DIRECTIVE:
Render each line of the entries below as a Markdown table with two columns, "Row" for the row number and "Line" for the line's text. Omit any blank lines.

──────── DATA EXTRACT ────────

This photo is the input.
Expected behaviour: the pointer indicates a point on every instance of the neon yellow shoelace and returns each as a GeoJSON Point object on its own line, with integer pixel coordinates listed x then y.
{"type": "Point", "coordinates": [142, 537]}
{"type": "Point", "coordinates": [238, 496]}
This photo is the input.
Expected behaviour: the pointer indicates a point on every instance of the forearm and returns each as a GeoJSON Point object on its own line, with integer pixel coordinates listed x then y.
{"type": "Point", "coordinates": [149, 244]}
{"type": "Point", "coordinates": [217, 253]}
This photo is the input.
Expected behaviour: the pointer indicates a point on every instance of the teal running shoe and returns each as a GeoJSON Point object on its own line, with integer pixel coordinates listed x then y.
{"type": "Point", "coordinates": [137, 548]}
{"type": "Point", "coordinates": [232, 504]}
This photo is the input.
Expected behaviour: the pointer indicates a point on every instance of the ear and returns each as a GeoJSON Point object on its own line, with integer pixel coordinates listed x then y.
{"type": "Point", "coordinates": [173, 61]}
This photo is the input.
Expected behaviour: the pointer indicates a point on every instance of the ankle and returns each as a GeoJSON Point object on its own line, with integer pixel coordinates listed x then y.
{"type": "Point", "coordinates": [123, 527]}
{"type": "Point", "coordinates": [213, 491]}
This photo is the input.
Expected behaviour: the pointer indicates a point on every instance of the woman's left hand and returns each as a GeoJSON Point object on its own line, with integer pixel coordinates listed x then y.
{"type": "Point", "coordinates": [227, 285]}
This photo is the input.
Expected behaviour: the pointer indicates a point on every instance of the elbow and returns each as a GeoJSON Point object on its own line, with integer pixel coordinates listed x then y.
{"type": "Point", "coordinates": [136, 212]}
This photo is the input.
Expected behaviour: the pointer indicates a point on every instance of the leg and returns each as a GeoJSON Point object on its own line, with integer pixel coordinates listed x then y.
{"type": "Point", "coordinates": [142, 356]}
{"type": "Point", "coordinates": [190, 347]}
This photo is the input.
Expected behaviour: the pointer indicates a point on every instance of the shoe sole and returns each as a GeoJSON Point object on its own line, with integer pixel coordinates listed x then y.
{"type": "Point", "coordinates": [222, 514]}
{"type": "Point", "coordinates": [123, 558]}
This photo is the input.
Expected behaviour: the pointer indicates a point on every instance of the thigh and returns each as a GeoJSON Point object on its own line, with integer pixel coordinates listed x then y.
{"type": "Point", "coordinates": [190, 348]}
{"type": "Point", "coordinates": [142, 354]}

────────

FINISHED ANSWER:
| Row | Line |
|---|---|
| 1 | This photo is the input. |
| 2 | Expected behaviour: the pointer indicates a point on every instance of the neon yellow shoelace and returns each as a GeoJSON Point object on its own line, with integer pixel coordinates listed x then y. |
| 3 | {"type": "Point", "coordinates": [142, 537]} |
| 4 | {"type": "Point", "coordinates": [238, 496]} |
| 5 | This photo is the input. |
| 6 | Expected behaviour: the pointer indicates a point on every instance of the forearm and returns each as a GeoJSON Point object on its own line, with integer pixel coordinates listed x then y. |
| 7 | {"type": "Point", "coordinates": [149, 244]} |
| 8 | {"type": "Point", "coordinates": [217, 253]} |
| 9 | This photo is the input. |
| 10 | Expected behaviour: the pointer indicates a point on every instance of the teal running shoe and returns each as a GeoJSON Point object on its own line, with integer pixel coordinates listed x then y. |
| 11 | {"type": "Point", "coordinates": [137, 548]} |
| 12 | {"type": "Point", "coordinates": [232, 504]} |
| 13 | This photo is the input. |
| 14 | Expected behaviour: the pointer indicates a point on every instance of the ear and returns each as a GeoJSON Point object on its own line, with integer pixel coordinates listed x then y. |
| 15 | {"type": "Point", "coordinates": [173, 61]} |
| 16 | This photo is the input. |
| 17 | Expected behaviour: the pointer indicates a point on every instance of the ankle and returns each as a GeoJSON Point object on its own line, with integer pixel coordinates listed x then y. |
| 18 | {"type": "Point", "coordinates": [123, 527]} |
| 19 | {"type": "Point", "coordinates": [213, 491]} |
| 20 | This photo is the input. |
| 21 | Expected behaviour: the pointer indicates a point on every instance of the woman's left hand and returns each as a GeoJSON Point object on its own line, with integer pixel coordinates listed x then y. |
| 22 | {"type": "Point", "coordinates": [227, 285]} |
| 23 | This photo is the input. |
| 24 | Expected behaviour: the pointer indicates a point on every instance of the elbow and returns each as a GeoJSON Point object on its own line, with integer pixel coordinates listed x then y. |
| 25 | {"type": "Point", "coordinates": [136, 212]} |
| 26 | This photo is the input. |
| 27 | Expected behaviour: the pointer indicates a point on every instance of the leg and returns each as a GeoJSON Point object on its own line, with integer pixel coordinates listed x then y. |
| 28 | {"type": "Point", "coordinates": [142, 356]} |
| 29 | {"type": "Point", "coordinates": [190, 347]} |
| 30 | This photo is the input. |
| 31 | Expected behaviour: the pointer indicates a point on every instance of the shoe sole and returns each as a GeoJSON Point object on its own line, with integer pixel coordinates listed x then y. |
| 32 | {"type": "Point", "coordinates": [222, 514]} |
| 33 | {"type": "Point", "coordinates": [123, 558]} |
| 34 | This photo is the input. |
| 35 | Expected behaviour: the pointer indicates a point on every instance of the thigh and returns each as a GeoJSON Point object on its own line, with integer pixel coordinates listed x then y. |
| 36 | {"type": "Point", "coordinates": [190, 348]} |
| 37 | {"type": "Point", "coordinates": [142, 354]} |